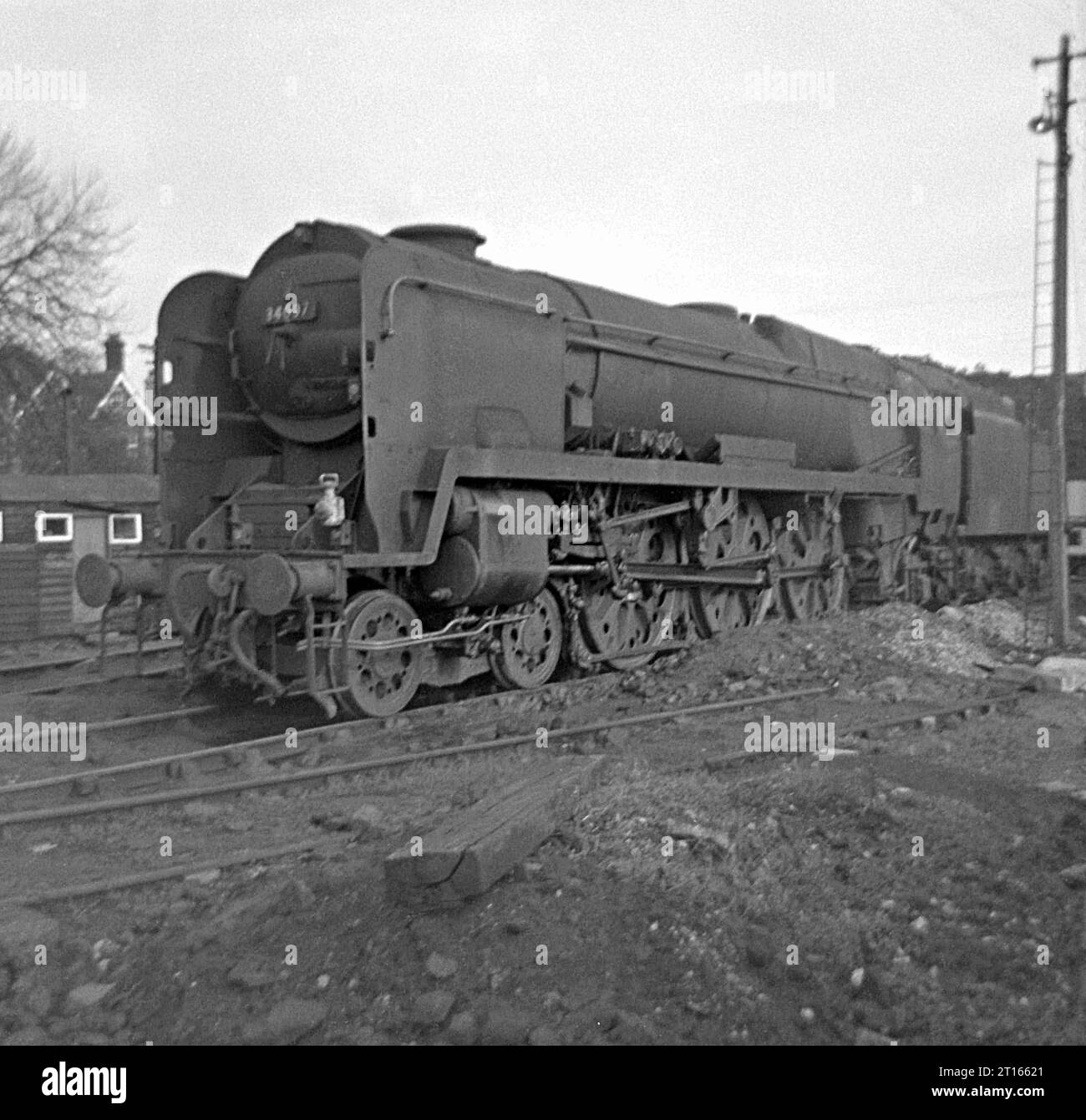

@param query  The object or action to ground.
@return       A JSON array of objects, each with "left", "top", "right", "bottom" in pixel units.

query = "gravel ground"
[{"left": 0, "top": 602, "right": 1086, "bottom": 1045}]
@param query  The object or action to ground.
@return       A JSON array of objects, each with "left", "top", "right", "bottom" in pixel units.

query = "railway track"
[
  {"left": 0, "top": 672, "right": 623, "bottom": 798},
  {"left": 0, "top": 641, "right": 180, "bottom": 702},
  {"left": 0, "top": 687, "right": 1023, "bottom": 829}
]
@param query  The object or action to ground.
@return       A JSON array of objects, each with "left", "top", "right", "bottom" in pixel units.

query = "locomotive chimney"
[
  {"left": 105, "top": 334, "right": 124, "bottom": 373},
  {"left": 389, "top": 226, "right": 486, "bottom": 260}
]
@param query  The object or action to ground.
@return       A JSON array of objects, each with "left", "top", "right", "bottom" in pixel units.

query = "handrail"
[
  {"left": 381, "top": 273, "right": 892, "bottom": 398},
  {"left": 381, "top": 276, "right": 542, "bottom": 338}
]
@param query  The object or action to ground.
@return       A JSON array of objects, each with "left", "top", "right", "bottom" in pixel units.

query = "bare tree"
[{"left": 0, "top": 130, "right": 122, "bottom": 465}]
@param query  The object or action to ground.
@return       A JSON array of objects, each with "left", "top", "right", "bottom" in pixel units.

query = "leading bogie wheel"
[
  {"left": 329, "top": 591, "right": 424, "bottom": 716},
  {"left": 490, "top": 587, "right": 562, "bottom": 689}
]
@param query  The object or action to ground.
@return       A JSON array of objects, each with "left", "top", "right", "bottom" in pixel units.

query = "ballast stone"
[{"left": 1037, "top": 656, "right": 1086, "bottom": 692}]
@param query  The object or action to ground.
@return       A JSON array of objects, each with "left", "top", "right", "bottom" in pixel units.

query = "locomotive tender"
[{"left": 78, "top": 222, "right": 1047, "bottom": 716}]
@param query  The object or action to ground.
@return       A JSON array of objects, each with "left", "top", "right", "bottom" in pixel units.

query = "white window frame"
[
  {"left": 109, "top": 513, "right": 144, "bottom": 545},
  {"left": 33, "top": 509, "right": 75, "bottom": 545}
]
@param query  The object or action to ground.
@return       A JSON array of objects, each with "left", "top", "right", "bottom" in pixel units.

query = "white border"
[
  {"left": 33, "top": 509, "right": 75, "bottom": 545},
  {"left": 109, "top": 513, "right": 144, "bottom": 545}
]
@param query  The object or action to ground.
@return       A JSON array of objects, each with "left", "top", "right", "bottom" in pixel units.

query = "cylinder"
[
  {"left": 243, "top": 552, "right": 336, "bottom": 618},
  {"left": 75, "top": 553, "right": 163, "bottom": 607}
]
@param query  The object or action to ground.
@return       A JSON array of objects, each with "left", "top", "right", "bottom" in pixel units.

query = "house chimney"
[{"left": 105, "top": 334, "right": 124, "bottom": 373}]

EXERCISE GOAL - Pictures are not part of the copy; reproduce everything else in the records exactly.

OUTPUT -
@param query  The object or action to ground.
@return       A JSON array of objects, each with "left", "top", "right", "bottom" in pixel units.

query = "gravel ground"
[{"left": 0, "top": 602, "right": 1086, "bottom": 1045}]
@param query  The object or action to ground.
@return       A JSON array of objects, each with "left", "top", "right", "bottom" in pixel units.

query = "railway track"
[
  {"left": 0, "top": 672, "right": 623, "bottom": 798},
  {"left": 0, "top": 641, "right": 180, "bottom": 702},
  {"left": 0, "top": 687, "right": 1023, "bottom": 829}
]
@param query  The object or action to ground.
@return       A JSON array of objects, each with "left", "top", "right", "bottom" in pixel units.

query = "locomotive chimney"
[
  {"left": 105, "top": 334, "right": 124, "bottom": 373},
  {"left": 389, "top": 226, "right": 486, "bottom": 260}
]
@param query  The object or action to ground.
@return       A JSON array of objects, each with "left", "top", "right", "bottom" in pixel units.

query = "handrail"
[
  {"left": 381, "top": 273, "right": 892, "bottom": 398},
  {"left": 381, "top": 276, "right": 542, "bottom": 338}
]
@param query  The object or action to ground.
@return       A JSON array of objects, each with "left", "top", "right", "bottom" in pixel units.

query = "bare tree"
[{"left": 0, "top": 130, "right": 122, "bottom": 465}]
@param query  The object or action to ground.
@return       A JSON array of objects, each with "left", "top", "right", "bottom" in pixel units.

query = "leading bogie wheel"
[
  {"left": 329, "top": 591, "right": 424, "bottom": 716},
  {"left": 490, "top": 587, "right": 562, "bottom": 689}
]
@param query  The object or action to ground.
@return       A JSON array of objects, each with "left", "top", "right", "bottom" in pixel units.

query = "ballast stone"
[{"left": 1037, "top": 656, "right": 1086, "bottom": 692}]
@param query  The object or action to ground.
@return       A JSON array of objects, each with "left", "top", "right", "bottom" in pixel units.

query = "locomotive tender"
[{"left": 78, "top": 222, "right": 1047, "bottom": 716}]
@param query  The object or action to ground.
@return       A JSON array of objects, each with "left", "top", "right", "bottom" in pixel units.

query = "white window frame"
[
  {"left": 109, "top": 513, "right": 144, "bottom": 545},
  {"left": 33, "top": 509, "right": 75, "bottom": 545}
]
@param query  The object or action to ground.
@return       A JSON array of objects, each with "left", "top", "right", "bottom" in pixel units.

query = "white border"
[
  {"left": 33, "top": 509, "right": 75, "bottom": 545},
  {"left": 109, "top": 513, "right": 144, "bottom": 545}
]
@param query  The object or action to ground.
@return       A JSON array of objects, each with "left", "top", "right", "bottom" in pixel units.

query = "cylinder"
[
  {"left": 243, "top": 552, "right": 336, "bottom": 618},
  {"left": 75, "top": 553, "right": 163, "bottom": 607}
]
@param query  The object or action to ground.
@return       A JSON array of objects, each with "left", "top", "right", "bottom" in pixel units.

query = "house chimney"
[{"left": 105, "top": 334, "right": 124, "bottom": 373}]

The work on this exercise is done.